Digital therapy can be just as effective as in-person treatment, according to a new study from the University of Alberta. In the age of social-distancing, researchers say this is a promising find.
According to Chelsea Jones, the study’s lead author, the Covid-19 pandemic raised a lot of necessary questions about the importance of mental health supports – especially with the shift to online therapy options.
“Up to that point, there hadn’t been a ton of research,” she said of digital therapy versus in-person sessions.
“Does it work? Is it safe? How does this population react to the delivery of health care mental health support over video conferencing and telephone?”
Chelsea Jones, lead author of new study which found digital therapy can be as effective as in-person options. Photo: Submitted
Jones is an occupational therapist for the Canadian Armed Forces and a PhD candidate at the University of Alberta’s faculty of rehabilitation medicine.
Jones’ study, co-authored with other mental health and military experts and published this month, examined previous research on digital and remote mental health care for veterans, military personnel, and emergency responders dealing with trauma.
It showed certain types of post-traumatic stress disorder (PTSD) therapies –cognitive processing therapy, prolonged exposure therapy, and behavioural activation treatments – were just as effective delivered digitally as in person.
And it’s not just veterans or first responders who could benefit from these findings, Jones clarified. While the research focused on this particular group, it could be applicable to the general population as well.
“Certainly, if we can increase the accessibility for some people of mental health care … that might also reduce the stigma. If they can have therapy within their home, it might be a good match for a lot of people,” she said.
The NWT has established a virtual care response to the pandemic to keep health services accessible, allowing residents to carry out appointments over the phone or through video conferencing.
The territory is also working with the federal government to develop a phone app through which residents can access mental health supports online.
However, Jones pointed out that while digital therapy can be effective for some people, “it isn’t one size fits all.”

▶ **Dataset excerpts**
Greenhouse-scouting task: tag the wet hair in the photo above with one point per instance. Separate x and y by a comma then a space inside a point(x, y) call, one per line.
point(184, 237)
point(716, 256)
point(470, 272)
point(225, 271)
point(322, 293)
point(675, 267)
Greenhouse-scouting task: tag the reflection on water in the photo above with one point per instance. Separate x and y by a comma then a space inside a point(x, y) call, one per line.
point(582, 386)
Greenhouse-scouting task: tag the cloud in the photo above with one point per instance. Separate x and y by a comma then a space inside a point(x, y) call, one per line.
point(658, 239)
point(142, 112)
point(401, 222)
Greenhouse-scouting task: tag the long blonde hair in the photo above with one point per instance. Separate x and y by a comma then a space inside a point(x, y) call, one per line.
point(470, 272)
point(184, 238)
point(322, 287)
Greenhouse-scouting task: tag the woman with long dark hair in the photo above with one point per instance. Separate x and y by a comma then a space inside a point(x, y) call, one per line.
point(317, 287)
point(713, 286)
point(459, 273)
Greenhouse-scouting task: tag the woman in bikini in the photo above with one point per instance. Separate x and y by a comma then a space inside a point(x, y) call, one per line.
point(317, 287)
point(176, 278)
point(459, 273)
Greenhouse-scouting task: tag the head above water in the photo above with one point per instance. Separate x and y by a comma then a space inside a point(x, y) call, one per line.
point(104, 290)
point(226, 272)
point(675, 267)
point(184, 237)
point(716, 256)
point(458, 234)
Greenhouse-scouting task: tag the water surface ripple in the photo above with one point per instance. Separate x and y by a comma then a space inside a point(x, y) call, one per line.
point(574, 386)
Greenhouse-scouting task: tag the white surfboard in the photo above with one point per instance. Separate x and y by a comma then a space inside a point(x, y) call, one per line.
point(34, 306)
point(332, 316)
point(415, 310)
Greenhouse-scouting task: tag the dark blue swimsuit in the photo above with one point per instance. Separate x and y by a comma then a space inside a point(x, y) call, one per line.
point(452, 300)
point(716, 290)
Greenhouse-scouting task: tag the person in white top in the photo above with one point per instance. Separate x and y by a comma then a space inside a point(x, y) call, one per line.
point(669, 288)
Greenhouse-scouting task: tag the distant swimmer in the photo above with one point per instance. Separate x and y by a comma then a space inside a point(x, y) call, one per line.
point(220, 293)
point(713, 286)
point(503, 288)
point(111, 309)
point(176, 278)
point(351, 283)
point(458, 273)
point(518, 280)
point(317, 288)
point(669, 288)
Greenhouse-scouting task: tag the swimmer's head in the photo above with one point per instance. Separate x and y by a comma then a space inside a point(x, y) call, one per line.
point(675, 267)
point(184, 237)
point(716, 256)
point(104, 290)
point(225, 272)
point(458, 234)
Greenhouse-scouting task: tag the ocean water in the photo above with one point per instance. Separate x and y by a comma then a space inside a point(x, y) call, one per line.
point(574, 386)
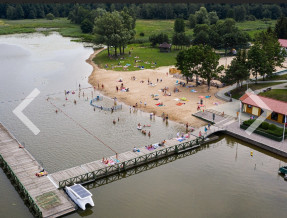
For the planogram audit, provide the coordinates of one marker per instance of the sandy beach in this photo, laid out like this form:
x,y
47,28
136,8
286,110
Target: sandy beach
x,y
142,92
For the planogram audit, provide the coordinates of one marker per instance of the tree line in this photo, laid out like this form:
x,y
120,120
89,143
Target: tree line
x,y
239,12
260,60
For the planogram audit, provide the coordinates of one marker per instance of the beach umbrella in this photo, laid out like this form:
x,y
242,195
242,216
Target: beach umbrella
x,y
183,99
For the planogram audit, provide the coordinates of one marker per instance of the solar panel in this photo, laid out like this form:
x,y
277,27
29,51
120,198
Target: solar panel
x,y
80,190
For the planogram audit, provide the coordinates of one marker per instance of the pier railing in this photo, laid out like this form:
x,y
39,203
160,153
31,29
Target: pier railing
x,y
32,204
129,164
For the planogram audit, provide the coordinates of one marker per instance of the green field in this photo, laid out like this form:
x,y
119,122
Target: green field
x,y
253,27
238,92
146,54
149,27
278,77
147,57
62,25
278,94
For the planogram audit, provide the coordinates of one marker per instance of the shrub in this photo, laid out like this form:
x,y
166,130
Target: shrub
x,y
50,16
87,26
264,125
272,127
248,122
277,132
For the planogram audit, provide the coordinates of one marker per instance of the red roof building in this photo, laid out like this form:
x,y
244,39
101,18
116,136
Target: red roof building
x,y
256,105
283,42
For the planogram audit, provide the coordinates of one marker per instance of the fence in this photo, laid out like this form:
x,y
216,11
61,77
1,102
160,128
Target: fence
x,y
32,205
129,164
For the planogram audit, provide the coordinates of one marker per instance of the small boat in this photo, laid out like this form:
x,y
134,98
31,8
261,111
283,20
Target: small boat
x,y
283,170
80,195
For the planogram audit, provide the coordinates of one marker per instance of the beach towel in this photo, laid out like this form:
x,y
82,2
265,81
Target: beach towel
x,y
183,99
180,139
155,146
150,149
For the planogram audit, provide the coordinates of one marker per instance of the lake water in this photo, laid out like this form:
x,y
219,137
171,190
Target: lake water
x,y
218,180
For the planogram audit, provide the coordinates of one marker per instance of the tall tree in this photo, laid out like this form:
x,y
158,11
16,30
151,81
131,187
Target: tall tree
x,y
202,16
191,21
281,28
209,65
189,61
213,18
265,54
238,70
179,25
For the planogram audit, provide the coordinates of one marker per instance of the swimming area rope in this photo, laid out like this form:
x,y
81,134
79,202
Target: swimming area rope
x,y
47,95
82,126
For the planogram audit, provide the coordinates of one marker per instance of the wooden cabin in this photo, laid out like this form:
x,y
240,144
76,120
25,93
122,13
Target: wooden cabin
x,y
255,105
165,47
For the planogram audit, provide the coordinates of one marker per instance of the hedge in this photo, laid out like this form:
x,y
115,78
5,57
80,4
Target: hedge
x,y
265,129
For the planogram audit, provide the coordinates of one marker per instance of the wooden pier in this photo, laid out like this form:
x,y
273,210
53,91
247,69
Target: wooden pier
x,y
42,197
45,196
96,170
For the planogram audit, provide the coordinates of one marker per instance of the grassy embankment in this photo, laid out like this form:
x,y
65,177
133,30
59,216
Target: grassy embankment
x,y
147,57
278,94
238,92
61,25
143,51
253,27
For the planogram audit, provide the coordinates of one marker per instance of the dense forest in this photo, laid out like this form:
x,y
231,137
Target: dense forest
x,y
239,12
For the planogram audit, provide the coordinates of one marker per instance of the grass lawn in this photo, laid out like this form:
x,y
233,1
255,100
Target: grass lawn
x,y
62,25
150,27
253,27
238,92
278,77
147,56
278,94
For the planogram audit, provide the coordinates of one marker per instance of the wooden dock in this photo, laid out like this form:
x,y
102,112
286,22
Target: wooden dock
x,y
96,170
43,198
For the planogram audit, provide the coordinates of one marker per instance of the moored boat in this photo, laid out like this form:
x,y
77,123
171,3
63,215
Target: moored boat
x,y
80,195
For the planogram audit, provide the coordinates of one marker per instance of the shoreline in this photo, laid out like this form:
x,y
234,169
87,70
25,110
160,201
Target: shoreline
x,y
141,92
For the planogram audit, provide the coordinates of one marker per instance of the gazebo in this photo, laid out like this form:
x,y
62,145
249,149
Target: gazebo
x,y
165,47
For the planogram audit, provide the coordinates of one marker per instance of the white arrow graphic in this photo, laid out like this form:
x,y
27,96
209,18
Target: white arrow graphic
x,y
18,111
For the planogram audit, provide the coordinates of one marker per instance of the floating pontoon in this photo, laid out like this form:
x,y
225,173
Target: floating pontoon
x,y
80,195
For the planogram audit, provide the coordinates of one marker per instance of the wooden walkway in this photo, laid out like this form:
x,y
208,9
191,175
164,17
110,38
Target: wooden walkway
x,y
44,198
97,169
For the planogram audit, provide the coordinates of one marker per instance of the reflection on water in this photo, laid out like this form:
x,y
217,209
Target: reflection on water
x,y
222,180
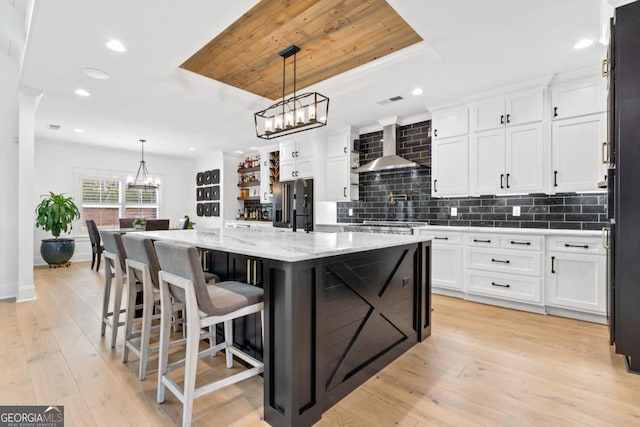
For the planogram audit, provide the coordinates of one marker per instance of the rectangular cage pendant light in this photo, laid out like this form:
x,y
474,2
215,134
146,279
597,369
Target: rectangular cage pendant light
x,y
294,114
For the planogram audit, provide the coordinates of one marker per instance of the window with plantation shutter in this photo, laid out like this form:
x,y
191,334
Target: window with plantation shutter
x,y
105,200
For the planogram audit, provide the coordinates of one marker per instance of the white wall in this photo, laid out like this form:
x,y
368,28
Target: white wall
x,y
59,164
8,177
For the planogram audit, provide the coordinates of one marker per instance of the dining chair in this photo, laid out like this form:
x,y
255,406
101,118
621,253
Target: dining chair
x,y
126,222
157,224
182,279
96,245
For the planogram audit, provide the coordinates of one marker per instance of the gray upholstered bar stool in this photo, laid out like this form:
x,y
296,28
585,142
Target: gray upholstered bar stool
x,y
142,262
115,271
181,277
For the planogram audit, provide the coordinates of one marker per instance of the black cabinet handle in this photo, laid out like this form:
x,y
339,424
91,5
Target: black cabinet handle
x,y
498,284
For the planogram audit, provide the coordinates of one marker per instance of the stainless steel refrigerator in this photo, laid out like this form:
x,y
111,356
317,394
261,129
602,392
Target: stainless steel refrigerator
x,y
283,204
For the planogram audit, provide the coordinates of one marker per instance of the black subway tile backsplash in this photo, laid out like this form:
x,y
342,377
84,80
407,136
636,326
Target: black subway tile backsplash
x,y
559,211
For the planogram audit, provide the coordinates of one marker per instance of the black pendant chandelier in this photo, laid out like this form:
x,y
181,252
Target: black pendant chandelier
x,y
143,180
295,114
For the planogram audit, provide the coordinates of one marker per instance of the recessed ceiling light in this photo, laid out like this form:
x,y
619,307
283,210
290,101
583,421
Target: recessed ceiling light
x,y
116,45
584,43
94,73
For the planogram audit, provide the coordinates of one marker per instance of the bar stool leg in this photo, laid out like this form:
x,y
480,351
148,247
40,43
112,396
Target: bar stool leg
x,y
228,340
105,298
117,302
147,313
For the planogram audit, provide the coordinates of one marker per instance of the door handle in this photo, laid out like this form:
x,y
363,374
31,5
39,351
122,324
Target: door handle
x,y
498,284
605,237
255,272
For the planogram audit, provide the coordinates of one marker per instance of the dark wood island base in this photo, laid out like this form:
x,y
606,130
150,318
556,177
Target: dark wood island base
x,y
332,323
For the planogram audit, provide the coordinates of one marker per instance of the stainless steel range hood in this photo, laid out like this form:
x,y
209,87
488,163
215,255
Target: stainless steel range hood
x,y
389,159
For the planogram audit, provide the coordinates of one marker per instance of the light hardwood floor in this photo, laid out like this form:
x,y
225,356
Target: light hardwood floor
x,y
482,366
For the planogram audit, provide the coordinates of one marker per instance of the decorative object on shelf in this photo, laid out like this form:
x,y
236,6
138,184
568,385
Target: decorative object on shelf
x,y
143,180
294,114
215,176
55,213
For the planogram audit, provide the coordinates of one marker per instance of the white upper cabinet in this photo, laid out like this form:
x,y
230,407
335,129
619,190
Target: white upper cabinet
x,y
578,98
576,153
450,167
450,122
342,182
511,110
297,159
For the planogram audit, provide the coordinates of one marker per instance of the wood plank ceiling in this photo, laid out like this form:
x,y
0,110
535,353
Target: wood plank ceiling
x,y
334,36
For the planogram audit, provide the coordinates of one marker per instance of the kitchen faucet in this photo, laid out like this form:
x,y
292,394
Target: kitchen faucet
x,y
304,205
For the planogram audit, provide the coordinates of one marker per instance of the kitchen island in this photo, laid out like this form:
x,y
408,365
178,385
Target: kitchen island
x,y
338,307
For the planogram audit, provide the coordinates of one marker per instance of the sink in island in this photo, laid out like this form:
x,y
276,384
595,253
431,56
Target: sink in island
x,y
338,307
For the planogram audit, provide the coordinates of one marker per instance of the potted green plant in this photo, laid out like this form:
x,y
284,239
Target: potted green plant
x,y
55,213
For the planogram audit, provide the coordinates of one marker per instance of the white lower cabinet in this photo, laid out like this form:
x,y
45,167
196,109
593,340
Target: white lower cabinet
x,y
575,276
561,274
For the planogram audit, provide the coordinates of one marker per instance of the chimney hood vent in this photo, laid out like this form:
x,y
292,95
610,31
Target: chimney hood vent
x,y
389,159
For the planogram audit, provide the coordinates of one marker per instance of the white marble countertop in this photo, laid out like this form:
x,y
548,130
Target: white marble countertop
x,y
500,230
273,243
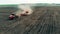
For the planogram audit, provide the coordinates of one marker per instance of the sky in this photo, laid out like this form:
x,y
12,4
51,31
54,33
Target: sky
x,y
28,1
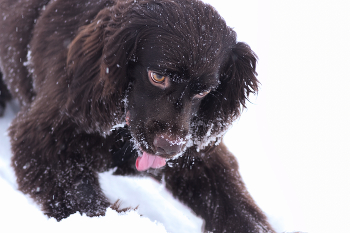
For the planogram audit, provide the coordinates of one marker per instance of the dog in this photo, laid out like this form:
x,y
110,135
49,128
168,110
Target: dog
x,y
146,87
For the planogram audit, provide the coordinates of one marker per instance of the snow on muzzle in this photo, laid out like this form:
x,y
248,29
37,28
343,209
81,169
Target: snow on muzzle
x,y
165,148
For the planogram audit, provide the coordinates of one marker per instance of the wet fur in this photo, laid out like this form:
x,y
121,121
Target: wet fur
x,y
87,70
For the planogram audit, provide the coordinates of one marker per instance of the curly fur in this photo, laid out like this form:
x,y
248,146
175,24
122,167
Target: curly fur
x,y
80,68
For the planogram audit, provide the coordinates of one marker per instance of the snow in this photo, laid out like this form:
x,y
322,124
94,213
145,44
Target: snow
x,y
292,143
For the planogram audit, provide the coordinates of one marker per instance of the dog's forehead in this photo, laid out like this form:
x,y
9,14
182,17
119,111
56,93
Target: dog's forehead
x,y
169,55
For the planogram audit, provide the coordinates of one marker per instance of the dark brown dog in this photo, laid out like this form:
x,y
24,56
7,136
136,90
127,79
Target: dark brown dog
x,y
168,76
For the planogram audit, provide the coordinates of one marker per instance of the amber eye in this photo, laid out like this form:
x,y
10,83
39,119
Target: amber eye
x,y
202,94
157,78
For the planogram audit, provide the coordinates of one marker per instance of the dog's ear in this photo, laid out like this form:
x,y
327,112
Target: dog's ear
x,y
97,65
237,81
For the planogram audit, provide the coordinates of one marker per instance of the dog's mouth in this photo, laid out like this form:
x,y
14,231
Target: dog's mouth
x,y
156,153
147,161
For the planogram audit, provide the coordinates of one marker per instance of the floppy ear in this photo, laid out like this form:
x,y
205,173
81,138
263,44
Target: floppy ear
x,y
97,64
237,81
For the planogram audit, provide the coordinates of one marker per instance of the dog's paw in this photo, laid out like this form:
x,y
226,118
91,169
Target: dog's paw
x,y
116,207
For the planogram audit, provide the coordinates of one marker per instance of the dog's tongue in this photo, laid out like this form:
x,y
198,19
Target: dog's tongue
x,y
149,161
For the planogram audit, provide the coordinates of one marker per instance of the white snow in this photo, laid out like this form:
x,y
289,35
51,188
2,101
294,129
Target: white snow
x,y
292,143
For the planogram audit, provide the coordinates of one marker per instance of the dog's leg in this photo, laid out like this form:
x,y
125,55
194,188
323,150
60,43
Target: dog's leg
x,y
57,166
209,182
4,96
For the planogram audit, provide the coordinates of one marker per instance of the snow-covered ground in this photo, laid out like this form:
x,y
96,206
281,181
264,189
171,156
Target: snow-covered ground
x,y
293,142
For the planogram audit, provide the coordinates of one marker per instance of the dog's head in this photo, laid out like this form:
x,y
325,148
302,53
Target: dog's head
x,y
172,70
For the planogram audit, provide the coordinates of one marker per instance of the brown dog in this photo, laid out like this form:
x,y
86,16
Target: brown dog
x,y
168,74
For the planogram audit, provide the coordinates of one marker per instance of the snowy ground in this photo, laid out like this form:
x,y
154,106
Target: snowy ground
x,y
292,143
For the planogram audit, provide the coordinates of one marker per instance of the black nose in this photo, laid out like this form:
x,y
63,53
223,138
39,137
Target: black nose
x,y
165,146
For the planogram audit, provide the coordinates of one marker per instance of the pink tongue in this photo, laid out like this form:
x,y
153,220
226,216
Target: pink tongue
x,y
149,161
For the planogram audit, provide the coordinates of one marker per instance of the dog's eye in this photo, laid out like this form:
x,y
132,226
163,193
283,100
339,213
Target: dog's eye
x,y
157,78
202,94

▶ **Check your understanding**
1. In the digital therapy article, what does Chelsea Jones do for the Canadian Armed Forces?
2. Copy out the part of the digital therapy article starting with "It showed certain" and going on through "as in person.", putting "online" in place of "digitally".
3. Continue the article on digital therapy from its last sentence.

▶ **Written answers**
1. She is an occupational therapist.

2.
It showed certain types of post-traumatic stress disorder (PTSD) therapies –cognitive processing therapy, prolonged exposure therapy, and behavioural activation treatments – were just as effective delivered online as in person.

3.
“There are still people who are going to have trouble with connectivity, wifi, their hardware,” she said. “There are going to be kids running around in the background, dogs barking, things like that.
“It’s not going to be a fit for everybody but certainly, the research so far is looking really promising.”
Weathering the digital divide
Raymond Pidzamecky, who has worked as a therapist in northern communities for years, seconded Jones’ conclusion.
“Not everybody in the communities has the resources to participate in online counselling,” Pidzamecky said. “Not all of them have cellphones with unlimited minutes. Wifi is very expensive up here in the North.
“A lot of clients want to have that physical proximity with a counsellor. They want to be able to see the counsellor. Just as we observe our clients, they observe us. Online, that’s kind-of difficult to do.”
Jones and Pidzamecky agree the best mental health support system would combine digital and in-person treatment.
“[Before Covid-19] we thought the sky was going fall in as people work from home and actually, we’re finding that’s working out fairly well, provided they have the technology,” he said.
“I think that should be always an option that’s presented. Here’s the service. How do you prefer to access it: online or in person? Give them that choice.”
Jones added: “I think there needs to be more research and those communities need to advocate for those needs as well.
“Mental health, rehabilitation, recovery should be something everyone can access and attain. We have to make it as accessible as possible for everyone in the country.”